INSTRUCTIONS FOR THE TASK —
Switch every "place a marker" in the lines below to "put a point", and reproduce all the lines otherwise unchanged.

Source records —
***
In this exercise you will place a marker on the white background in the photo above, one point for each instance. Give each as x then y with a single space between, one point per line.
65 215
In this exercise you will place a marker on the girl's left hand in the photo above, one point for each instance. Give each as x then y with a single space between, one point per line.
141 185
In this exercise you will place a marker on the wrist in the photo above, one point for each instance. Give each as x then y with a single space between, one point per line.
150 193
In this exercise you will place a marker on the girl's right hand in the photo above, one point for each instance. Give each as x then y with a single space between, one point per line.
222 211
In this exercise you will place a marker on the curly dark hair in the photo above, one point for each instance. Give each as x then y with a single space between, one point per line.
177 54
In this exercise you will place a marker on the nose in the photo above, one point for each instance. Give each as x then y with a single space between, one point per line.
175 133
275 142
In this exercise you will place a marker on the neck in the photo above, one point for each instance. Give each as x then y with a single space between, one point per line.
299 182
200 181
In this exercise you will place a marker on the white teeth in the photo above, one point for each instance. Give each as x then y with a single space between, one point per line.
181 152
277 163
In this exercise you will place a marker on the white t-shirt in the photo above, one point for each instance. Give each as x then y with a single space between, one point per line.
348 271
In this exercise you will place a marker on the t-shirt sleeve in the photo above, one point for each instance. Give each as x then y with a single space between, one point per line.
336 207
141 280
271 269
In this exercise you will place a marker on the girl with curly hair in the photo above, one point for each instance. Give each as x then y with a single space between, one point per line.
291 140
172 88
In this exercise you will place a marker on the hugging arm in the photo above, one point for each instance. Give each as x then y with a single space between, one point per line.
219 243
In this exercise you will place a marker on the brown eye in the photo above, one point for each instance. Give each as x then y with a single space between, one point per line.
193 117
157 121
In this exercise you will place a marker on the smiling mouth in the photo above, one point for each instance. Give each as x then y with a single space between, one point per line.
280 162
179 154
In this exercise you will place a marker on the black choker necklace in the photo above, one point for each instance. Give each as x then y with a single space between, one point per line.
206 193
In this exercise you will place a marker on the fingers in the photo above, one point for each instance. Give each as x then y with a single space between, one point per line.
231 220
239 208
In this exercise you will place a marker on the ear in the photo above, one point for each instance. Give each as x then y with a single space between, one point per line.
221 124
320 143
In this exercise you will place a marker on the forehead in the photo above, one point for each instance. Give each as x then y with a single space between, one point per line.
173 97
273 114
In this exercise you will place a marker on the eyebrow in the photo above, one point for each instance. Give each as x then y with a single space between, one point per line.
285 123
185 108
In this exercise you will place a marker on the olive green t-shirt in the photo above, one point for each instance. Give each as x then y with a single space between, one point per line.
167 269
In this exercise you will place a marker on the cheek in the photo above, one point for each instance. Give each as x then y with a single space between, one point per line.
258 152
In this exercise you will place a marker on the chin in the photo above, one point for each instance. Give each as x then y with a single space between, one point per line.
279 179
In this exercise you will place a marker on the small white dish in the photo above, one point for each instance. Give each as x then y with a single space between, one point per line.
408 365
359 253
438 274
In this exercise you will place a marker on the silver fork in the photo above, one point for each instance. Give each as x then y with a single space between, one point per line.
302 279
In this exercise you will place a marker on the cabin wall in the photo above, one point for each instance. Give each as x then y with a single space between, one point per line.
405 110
***
WORKED SOLUTION —
In this exercise you will put a point on the white background in the photo above, one point for each instance. Give each as x then y with a single space between, one point per line.
65 215
In this exercise you will put a point on the girl's left hand in the photo above, one point for each instance. Give each as x then y with a single space between, one point per line.
141 185
In this exercise you will put a point on the wrist in the photo above, one point for each instance. Give each as x then y with a single space between, one point per line.
150 193
In this exercise you will put a point on the girl's right hand in the photo above, one point for each instance. Give each as x then y with a single space between, one point per line.
222 211
In this exercise you will put a point on the curly dark hair in the photo above, one point for each instance. Give each as x then y with a single space between, one point per line.
177 54
In this exercise you will put a point on the nose in the photo above, one point for each instance. Give each as x then y with a single space between, one point per line.
175 133
275 142
In this exercise you will put a point on the neck in the photo above, one point for each instance. Give each as x then y with a single space between, one point per line.
299 182
200 181
In this exercise you will put a point on the white teeth in the photo above, one point for each instance. Give each as x then y with a single space between, one point per line.
181 152
277 163
In this exercise you will put a point on the white t-shirt in the photo above, one point for each instance. Give each as x then y with a single space between, one point per line.
348 271
In this exercise you will put a point on the t-shirt sleeve in the photo above, one point for each instance. Give each as x then y with a single space between, one point per line.
336 207
141 280
271 269
In this exercise you will put a point on the girl with curly hair in the photo above, one point for each instance. Give each as x then y with a single space between, one point per line.
291 140
172 88
In this exercise you will put a point on the hugging arm in the photo above, one point for each instance. Give each as x then y with a single space between, one point per line.
219 243
In this exercise you will put a point on the brown eye in the photo above, one point for each instance. Give each as x then y with a single space between, one point per line.
193 117
157 121
In this exercise you will put a point on the smiling mouth in the photo above, one point for each instance. Give each as x then y with a single space between, one point per line.
280 162
179 154
In this exercise you will put a point on the black choker necklace in the photo above, one point for each instance. Give each as x then y with a single space between, one point per line.
206 193
In this exercise you will put a point on the fingers in the photo above, one point for each instance. Give each as x then y with a single space between, one point per line.
231 220
239 208
In this exercise you will put a point on the ear in the photo above, one point for each instance. Give each as x then y with a single space between, one point per line.
221 124
320 143
In this exercise you will put a point on the forehead in the photo above, one point for each instance. Give each as x then y with a single space between, one point per line.
173 97
273 114
In this exercise you will put a point on the eyebrow in the photo above, one point for each instance. Give each as x then y with a single space between, one point per line.
285 123
185 108
In this exercise you will put a point on the olive green t-shirt in the photo above, one point for each instance. Give each as x then y with a single space between, one point per line.
167 269
In this exercise you will put a point on the cheek in the photo above, one point for each instance. Give each as x then y with a single space between, one point per line.
258 152
In this exercise you will put a point on the chin in the photo above, one point for each instance. Give each as x then y with a single space between, one point per line.
279 179
In this exercise you will put a point on the small white dish in the photo above, one point for each instance. Give each as x then y with a single space between, one point per line.
408 365
359 253
438 274
In this exercise you will put a point on the silver fork in the photo above, one point for each instance. Give each as x then y with a single space between, one point per line.
302 279
In this exercise you will put a point on the cabin wall in the photo above, one point for each instance. Give each as x then y with a single space between, one point per line.
405 110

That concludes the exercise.